DATA SHOWN START

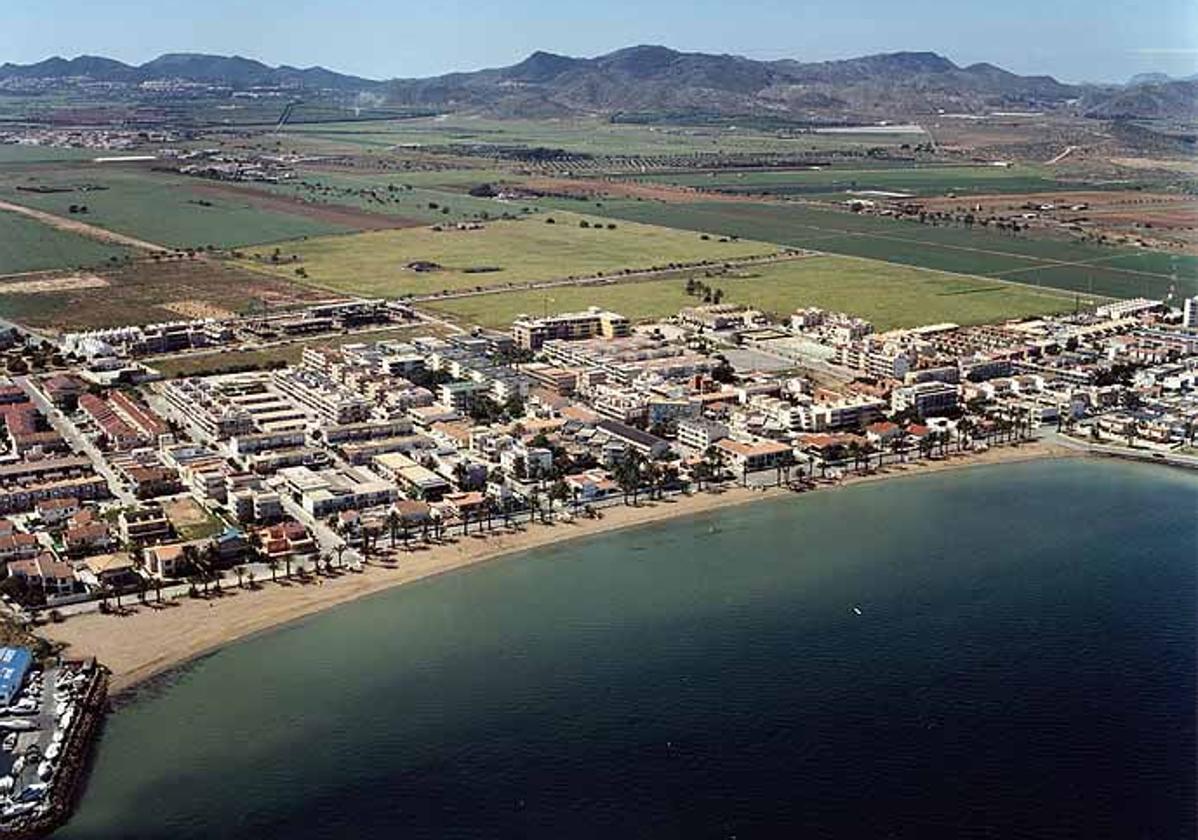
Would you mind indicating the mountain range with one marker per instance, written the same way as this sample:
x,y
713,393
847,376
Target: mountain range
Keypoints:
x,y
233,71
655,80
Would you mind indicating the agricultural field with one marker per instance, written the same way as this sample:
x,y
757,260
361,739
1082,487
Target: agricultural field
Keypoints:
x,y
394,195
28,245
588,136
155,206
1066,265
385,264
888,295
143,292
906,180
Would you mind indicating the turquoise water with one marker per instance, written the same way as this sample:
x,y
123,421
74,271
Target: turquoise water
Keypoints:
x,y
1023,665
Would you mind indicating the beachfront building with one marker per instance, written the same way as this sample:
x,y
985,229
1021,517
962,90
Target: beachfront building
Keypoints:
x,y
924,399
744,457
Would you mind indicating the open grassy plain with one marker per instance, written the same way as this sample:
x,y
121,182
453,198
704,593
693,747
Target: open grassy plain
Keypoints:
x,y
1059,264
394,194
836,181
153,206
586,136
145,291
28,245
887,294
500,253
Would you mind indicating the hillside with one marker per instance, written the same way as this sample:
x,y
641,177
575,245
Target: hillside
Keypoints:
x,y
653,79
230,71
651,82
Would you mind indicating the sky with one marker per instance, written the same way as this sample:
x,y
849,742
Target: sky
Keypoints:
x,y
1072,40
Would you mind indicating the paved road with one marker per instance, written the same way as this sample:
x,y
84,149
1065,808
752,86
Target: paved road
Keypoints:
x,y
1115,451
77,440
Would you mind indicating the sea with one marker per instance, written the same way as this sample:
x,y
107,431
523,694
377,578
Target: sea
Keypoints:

DATA SHOWN END
DATA SHOWN START

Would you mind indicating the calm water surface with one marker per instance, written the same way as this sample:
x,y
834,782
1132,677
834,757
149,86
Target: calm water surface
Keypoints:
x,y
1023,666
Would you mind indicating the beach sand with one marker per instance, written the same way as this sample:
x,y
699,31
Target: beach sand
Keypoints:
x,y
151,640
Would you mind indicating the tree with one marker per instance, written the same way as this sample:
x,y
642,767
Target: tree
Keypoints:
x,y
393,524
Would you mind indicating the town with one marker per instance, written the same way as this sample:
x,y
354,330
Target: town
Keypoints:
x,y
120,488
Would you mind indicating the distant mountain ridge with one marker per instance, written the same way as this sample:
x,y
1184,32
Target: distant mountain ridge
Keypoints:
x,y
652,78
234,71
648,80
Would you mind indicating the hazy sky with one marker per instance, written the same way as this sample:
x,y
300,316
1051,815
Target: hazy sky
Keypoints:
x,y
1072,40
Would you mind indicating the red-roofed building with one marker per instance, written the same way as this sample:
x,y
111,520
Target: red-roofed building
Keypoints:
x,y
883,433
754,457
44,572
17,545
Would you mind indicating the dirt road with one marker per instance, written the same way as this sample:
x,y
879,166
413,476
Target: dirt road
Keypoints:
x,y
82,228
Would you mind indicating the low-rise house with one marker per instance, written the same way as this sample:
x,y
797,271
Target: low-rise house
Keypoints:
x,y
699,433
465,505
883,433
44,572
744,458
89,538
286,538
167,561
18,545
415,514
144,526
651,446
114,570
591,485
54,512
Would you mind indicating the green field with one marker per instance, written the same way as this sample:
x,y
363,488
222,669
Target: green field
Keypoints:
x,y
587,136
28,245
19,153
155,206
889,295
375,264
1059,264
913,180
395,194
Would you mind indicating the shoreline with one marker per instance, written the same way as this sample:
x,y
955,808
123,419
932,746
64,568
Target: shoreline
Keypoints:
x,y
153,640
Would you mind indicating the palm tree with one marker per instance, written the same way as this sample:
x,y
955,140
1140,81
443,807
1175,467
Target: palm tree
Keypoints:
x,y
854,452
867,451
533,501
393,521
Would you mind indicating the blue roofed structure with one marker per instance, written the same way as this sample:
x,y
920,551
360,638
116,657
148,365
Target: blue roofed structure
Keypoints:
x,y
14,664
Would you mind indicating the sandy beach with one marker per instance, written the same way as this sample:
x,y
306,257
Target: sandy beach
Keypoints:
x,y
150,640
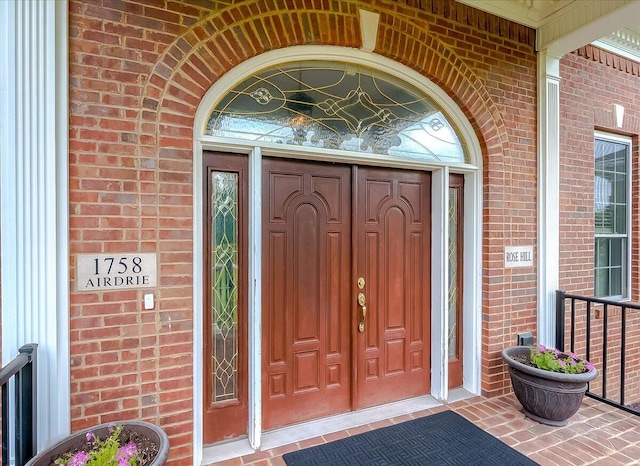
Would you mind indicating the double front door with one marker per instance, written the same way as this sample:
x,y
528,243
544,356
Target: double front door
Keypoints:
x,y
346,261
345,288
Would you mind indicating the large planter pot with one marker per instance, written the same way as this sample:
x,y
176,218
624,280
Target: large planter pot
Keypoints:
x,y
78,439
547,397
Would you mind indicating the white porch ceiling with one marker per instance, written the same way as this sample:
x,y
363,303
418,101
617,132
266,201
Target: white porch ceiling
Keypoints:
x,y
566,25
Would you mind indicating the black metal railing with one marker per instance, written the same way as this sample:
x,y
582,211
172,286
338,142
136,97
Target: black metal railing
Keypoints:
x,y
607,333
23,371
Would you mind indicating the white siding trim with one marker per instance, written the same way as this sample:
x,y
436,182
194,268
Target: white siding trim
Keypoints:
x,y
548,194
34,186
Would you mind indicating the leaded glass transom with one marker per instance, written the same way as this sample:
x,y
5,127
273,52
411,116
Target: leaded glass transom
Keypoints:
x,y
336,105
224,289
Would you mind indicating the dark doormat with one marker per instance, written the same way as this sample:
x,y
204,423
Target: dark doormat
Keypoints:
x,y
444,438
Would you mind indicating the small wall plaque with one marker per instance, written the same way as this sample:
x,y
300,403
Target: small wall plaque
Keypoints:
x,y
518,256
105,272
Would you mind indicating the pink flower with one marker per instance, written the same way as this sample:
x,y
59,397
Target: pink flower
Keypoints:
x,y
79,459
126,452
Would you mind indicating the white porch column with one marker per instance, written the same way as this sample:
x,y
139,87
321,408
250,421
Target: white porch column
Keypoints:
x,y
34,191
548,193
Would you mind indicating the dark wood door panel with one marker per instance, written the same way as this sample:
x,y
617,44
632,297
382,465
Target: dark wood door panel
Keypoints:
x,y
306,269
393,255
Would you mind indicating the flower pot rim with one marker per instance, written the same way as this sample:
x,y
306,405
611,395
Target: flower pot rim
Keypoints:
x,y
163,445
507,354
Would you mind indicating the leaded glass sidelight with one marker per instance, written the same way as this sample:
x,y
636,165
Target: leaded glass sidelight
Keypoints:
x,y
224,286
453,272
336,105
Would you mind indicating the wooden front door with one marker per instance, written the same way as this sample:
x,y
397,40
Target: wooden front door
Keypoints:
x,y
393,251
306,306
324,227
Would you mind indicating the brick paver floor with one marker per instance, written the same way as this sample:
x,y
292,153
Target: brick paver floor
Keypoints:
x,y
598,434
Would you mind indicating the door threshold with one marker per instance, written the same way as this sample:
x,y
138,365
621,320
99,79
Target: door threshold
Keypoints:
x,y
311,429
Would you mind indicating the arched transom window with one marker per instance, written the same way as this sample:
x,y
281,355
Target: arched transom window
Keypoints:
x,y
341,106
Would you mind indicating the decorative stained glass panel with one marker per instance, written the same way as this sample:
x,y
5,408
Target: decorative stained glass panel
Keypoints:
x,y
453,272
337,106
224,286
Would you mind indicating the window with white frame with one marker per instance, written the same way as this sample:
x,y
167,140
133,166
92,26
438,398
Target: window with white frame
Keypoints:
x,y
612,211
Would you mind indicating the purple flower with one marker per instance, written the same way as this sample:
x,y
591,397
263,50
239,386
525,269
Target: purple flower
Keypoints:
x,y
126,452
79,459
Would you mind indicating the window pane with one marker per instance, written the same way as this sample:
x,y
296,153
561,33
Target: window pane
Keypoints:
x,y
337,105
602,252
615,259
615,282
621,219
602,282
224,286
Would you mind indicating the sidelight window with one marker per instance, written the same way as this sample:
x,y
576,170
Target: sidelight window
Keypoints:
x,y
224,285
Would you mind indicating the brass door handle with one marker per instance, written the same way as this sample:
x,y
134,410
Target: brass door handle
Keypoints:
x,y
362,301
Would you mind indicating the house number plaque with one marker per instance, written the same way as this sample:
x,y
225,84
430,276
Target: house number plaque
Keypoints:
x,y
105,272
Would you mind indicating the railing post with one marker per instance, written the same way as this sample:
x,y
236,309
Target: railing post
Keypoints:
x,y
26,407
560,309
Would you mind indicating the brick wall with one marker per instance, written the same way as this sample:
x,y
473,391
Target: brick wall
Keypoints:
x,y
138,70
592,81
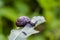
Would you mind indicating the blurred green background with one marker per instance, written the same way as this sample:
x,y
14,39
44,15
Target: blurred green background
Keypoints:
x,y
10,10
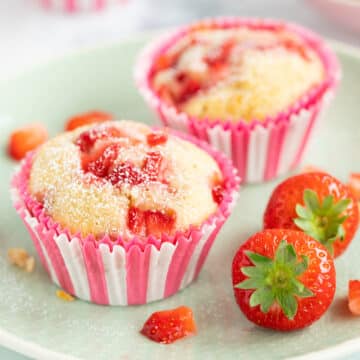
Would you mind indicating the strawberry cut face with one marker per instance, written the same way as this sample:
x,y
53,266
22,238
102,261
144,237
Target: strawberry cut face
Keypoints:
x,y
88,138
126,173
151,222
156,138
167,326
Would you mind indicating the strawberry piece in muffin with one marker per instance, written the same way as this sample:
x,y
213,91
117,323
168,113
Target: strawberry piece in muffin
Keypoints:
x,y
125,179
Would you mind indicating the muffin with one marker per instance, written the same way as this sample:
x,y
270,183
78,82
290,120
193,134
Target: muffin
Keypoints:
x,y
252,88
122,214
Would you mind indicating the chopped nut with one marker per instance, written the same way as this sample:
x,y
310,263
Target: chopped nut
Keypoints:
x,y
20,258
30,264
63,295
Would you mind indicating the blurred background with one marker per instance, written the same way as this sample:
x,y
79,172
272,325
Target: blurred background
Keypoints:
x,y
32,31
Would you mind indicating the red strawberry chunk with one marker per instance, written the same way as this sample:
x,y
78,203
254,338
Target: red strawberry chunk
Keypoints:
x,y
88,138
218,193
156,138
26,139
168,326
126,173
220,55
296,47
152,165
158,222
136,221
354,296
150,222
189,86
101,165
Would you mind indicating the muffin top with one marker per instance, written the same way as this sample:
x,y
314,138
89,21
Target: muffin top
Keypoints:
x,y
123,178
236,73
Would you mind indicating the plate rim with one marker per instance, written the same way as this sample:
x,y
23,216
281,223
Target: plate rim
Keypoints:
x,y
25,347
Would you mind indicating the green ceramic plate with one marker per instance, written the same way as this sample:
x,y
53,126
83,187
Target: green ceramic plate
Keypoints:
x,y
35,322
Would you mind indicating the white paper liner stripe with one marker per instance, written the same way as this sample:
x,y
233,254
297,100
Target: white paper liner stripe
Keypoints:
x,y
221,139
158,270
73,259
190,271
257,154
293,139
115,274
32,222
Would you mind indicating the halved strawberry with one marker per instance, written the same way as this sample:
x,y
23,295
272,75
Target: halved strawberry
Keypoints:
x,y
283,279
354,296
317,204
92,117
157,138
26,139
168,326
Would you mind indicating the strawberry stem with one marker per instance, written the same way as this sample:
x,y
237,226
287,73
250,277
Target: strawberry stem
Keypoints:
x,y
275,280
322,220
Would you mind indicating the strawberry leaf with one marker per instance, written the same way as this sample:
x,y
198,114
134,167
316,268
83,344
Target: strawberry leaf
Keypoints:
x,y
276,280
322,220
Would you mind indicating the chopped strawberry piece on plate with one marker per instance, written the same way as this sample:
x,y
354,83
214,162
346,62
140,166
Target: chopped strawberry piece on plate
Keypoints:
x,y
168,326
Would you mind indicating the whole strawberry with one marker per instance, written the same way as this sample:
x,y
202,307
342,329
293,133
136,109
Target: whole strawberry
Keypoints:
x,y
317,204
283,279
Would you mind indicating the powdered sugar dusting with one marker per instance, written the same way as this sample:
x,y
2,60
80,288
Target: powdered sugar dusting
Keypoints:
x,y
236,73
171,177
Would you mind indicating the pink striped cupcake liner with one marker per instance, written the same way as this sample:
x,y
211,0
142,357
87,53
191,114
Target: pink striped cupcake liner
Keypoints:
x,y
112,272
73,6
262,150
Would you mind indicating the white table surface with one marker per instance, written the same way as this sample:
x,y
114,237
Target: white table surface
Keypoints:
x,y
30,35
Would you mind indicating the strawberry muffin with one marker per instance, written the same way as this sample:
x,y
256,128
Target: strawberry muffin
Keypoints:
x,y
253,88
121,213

DATA SHOWN END

EXERCISE: Where in the entries does the word "house" occur? Copy out each line that has it.

PROBLEM SOLUTION:
Would you mind indicating the low-rise house with one marker per instance, written the same way as this sample:
Target: low-rise house
Would you mind indicating the house number plaque with one marker per instance, written the same way as this sample:
Target: house number plaque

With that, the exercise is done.